### Referring expression data:

-.-.-

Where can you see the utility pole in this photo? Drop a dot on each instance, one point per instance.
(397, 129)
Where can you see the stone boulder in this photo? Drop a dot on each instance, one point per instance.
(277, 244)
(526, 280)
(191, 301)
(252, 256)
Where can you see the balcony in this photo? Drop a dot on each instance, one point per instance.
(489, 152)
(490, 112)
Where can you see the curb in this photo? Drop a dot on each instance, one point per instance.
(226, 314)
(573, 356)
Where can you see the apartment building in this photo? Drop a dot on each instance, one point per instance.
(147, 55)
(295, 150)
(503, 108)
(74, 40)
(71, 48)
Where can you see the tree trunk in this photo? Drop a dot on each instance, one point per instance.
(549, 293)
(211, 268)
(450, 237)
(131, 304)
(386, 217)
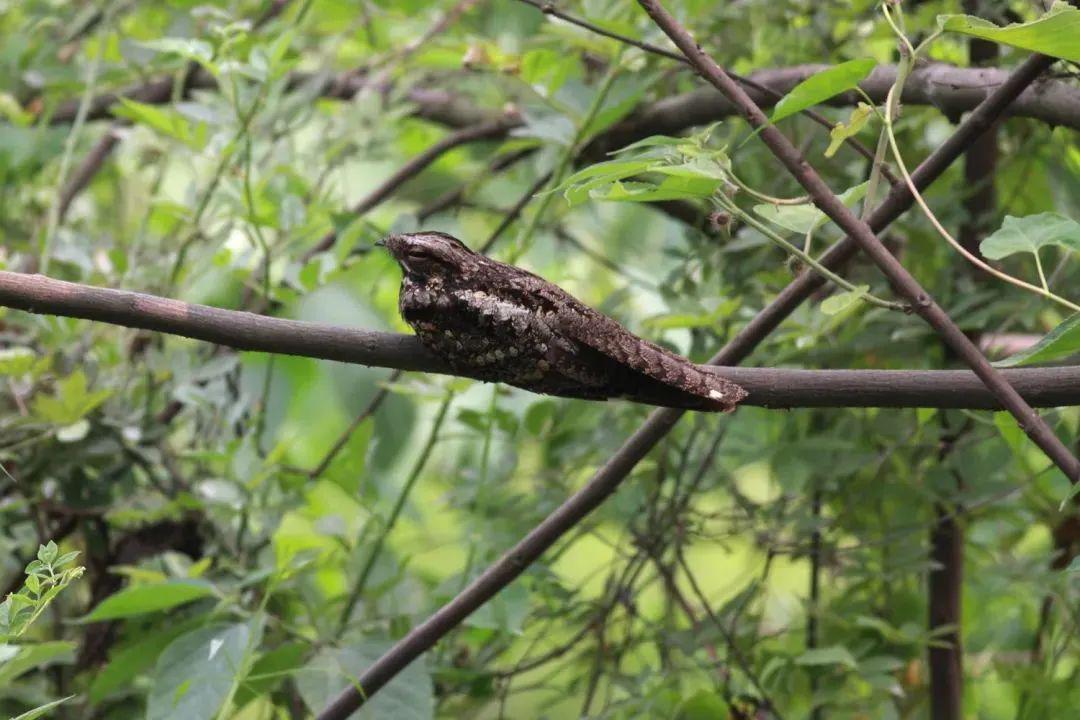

-.-.-

### Work instructions:
Begin at the line containing "Where can you see the apartment" and copy every line through the end of the data above exactly, omitting the pictures.

### Solved problem:
Where can you see the apartment building in this photo? Drop a dot on each instance, one point per instance.
(147, 55)
(295, 150)
(503, 108)
(74, 40)
(71, 48)
Where can you see the tree trunk in this photo? Drop a dot on each instance, one point per instance.
(549, 293)
(211, 268)
(450, 237)
(131, 304)
(386, 217)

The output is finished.